> _What the task requires_
Where a line of the entries below includes the string "written", count it. Give only the resulting number.

> _Records for this task_
┌────────

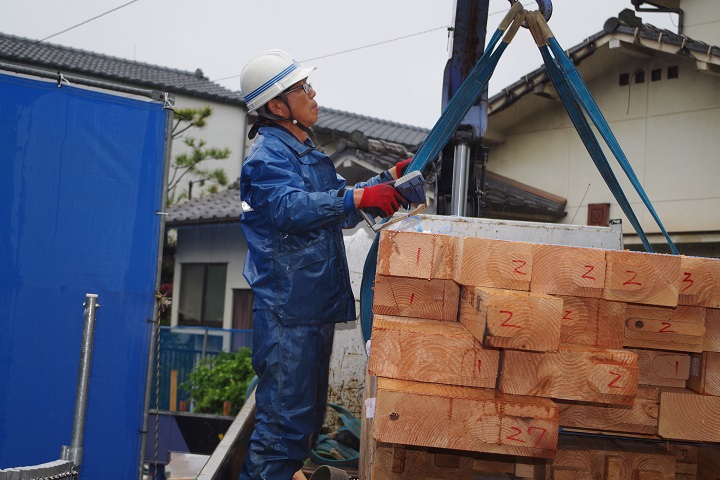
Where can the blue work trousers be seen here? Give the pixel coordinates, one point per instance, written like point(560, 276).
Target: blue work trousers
point(292, 363)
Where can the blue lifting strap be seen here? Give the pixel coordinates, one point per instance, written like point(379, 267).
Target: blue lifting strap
point(575, 97)
point(581, 94)
point(466, 96)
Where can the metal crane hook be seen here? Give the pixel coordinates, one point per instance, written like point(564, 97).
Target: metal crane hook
point(545, 7)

└────────

> _Response below_
3